Brief: Repeat word for word the part of the piece below on a synagogue's prayer for America that runs between "Why My Synagogue" and "yield to fear.", inclusive.

Why My Synagogue May Change Its Prayer for America
This is the prayer my synagogue reads aloud each Shabbat (Sabbath) morning:
“Eternal God, we ask Your continued blessings for our country, the United States of America — a beacon of light, liberty, and justice in a darkened world. Sustain us in times of uncertainty; guard us from calamity; give us the courage to confront evil and the confidence never to yield to fear.
“Protect those who guard our safety — on the land, on the seas, and in the air; on the streets maintaining our infrastructure, and on the frontlines of medical care. Enlighten with Your wisdom those whom the people have set in authority: the president, his counselors and advisors, and those at every level who carry out the public’s trust. May understanding and courage, hope and discernment, peace, prosperity, and goodwill reign among all the inhabitants of our land; and may Your goodness and Your message spread its blessings among us and exalt our nation in righteousness and strength. Amen.”
As one of the founders of the synagogue, and as one who delivers a sermon each week, I will be petitioning our board of directors to change the wording of this prayer.
Can you guess what change I am suggesting we make?
Some readers might guess that I want to delete or modify the part regarding “the president, his counselors and advisors.” Given that many of us view this president as unprecedented in the extent of damage he has done and continues to do to this country, this guess would be understandable. But it would be wrong.

Dataset excerpts:

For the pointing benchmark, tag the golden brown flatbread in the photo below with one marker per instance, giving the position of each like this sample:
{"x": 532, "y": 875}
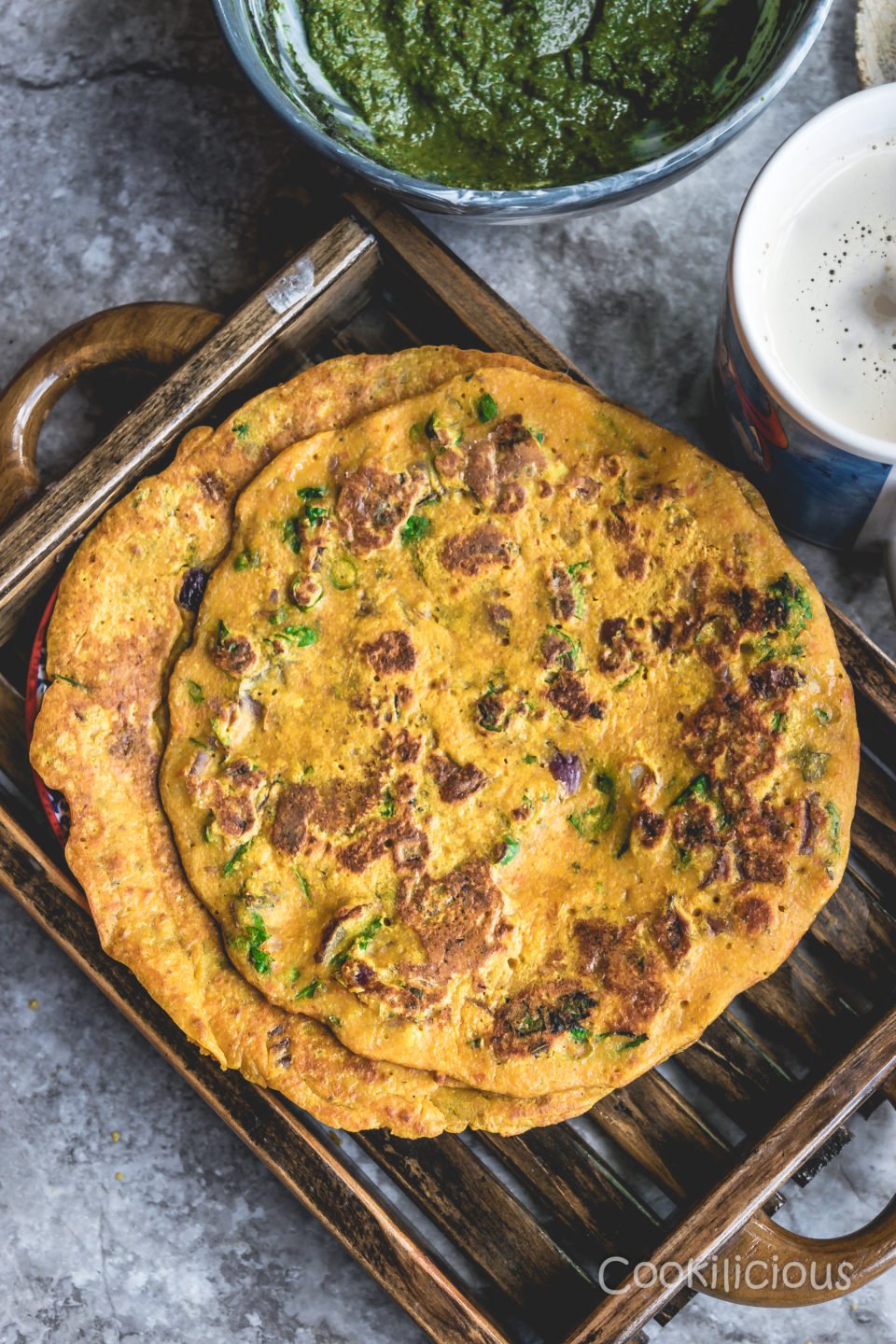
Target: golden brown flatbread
{"x": 513, "y": 741}
{"x": 125, "y": 609}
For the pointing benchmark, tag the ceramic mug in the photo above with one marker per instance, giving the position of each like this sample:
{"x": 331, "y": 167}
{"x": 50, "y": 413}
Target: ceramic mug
{"x": 821, "y": 479}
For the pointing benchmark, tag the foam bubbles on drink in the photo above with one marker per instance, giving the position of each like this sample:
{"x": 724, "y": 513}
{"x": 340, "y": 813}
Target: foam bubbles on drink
{"x": 831, "y": 293}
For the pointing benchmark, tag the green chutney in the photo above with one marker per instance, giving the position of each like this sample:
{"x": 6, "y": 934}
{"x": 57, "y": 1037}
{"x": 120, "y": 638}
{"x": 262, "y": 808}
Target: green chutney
{"x": 503, "y": 94}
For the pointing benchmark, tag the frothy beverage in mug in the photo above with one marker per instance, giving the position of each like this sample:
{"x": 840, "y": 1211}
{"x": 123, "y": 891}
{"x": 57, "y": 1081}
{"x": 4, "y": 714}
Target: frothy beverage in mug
{"x": 829, "y": 290}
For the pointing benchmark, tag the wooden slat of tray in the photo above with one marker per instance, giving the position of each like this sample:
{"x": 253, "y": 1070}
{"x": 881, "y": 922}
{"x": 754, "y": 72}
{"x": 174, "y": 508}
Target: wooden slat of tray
{"x": 791, "y": 1142}
{"x": 663, "y": 1132}
{"x": 577, "y": 1185}
{"x": 343, "y": 257}
{"x": 431, "y": 296}
{"x": 461, "y": 1197}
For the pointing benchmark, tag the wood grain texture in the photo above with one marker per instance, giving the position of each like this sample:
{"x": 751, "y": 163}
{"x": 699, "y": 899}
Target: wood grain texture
{"x": 742, "y": 1193}
{"x": 427, "y": 262}
{"x": 158, "y": 335}
{"x": 67, "y": 509}
{"x": 461, "y": 1197}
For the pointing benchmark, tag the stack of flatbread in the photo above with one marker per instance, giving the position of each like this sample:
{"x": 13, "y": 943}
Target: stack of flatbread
{"x": 445, "y": 745}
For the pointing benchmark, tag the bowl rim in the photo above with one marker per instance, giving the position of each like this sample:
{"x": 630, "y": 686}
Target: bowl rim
{"x": 434, "y": 195}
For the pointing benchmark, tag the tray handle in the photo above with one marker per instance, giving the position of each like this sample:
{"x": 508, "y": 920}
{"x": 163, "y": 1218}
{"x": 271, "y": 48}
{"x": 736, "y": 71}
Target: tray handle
{"x": 159, "y": 335}
{"x": 809, "y": 1269}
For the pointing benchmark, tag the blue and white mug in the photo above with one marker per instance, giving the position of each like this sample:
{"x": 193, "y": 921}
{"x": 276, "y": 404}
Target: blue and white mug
{"x": 821, "y": 479}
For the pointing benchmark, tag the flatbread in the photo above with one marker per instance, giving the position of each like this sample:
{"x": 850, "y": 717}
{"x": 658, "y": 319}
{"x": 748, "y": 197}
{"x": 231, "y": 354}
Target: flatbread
{"x": 125, "y": 608}
{"x": 513, "y": 741}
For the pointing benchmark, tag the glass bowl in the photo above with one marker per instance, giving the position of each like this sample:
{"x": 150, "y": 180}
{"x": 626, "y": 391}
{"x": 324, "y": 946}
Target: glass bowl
{"x": 785, "y": 33}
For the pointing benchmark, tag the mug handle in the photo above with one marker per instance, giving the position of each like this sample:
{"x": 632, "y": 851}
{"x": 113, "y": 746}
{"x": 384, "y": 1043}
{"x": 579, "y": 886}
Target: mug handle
{"x": 156, "y": 335}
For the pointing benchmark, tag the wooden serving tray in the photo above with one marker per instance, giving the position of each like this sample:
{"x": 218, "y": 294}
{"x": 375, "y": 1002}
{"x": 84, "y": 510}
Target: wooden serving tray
{"x": 480, "y": 1238}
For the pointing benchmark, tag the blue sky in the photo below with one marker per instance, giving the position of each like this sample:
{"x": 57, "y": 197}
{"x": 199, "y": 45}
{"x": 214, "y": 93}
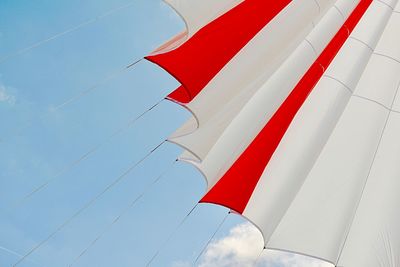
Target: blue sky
{"x": 41, "y": 142}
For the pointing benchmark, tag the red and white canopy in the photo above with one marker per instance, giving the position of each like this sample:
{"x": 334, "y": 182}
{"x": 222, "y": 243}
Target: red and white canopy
{"x": 296, "y": 119}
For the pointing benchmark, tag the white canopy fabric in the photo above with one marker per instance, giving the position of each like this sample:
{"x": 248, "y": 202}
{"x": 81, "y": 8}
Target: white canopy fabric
{"x": 299, "y": 131}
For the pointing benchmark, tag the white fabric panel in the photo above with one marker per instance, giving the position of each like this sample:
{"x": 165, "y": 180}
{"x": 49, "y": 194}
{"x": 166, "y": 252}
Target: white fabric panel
{"x": 390, "y": 47}
{"x": 375, "y": 17}
{"x": 396, "y": 104}
{"x": 318, "y": 219}
{"x": 350, "y": 63}
{"x": 234, "y": 140}
{"x": 310, "y": 130}
{"x": 380, "y": 80}
{"x": 331, "y": 22}
{"x": 295, "y": 155}
{"x": 374, "y": 240}
{"x": 225, "y": 95}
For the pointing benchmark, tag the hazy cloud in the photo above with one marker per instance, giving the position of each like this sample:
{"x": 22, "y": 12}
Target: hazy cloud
{"x": 5, "y": 95}
{"x": 242, "y": 247}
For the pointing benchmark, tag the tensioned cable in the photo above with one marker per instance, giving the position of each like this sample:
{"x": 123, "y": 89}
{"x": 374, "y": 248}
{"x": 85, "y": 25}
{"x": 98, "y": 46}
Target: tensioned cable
{"x": 70, "y": 30}
{"x": 84, "y": 156}
{"x": 88, "y": 204}
{"x": 124, "y": 211}
{"x": 211, "y": 239}
{"x": 76, "y": 97}
{"x": 171, "y": 236}
{"x": 12, "y": 252}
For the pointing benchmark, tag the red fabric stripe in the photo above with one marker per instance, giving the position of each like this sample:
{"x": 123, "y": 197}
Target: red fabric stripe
{"x": 236, "y": 186}
{"x": 199, "y": 59}
{"x": 180, "y": 95}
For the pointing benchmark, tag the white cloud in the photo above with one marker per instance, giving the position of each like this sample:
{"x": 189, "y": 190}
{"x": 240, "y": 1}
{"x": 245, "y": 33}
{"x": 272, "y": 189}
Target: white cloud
{"x": 242, "y": 247}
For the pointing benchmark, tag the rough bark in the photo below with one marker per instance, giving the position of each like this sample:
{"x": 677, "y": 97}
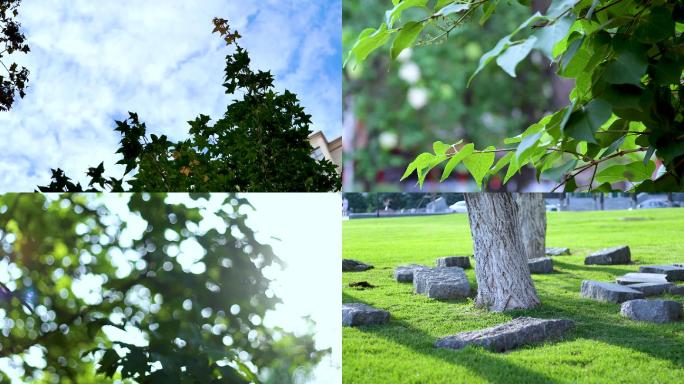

Response for this exercise:
Why My Synagogue May Change Its Prayer for America
This is the prayer my synagogue reads aloud each Shabbat (Sabbath) morning:
“Eternal God, we ask Your continued blessings for our country, the United States of America — a beacon of light, liberty, and justice in a darkened world. Sustain us in times of uncertainty; guard us from calamity; give us the courage to confront evil and the confidence never to yield to fear.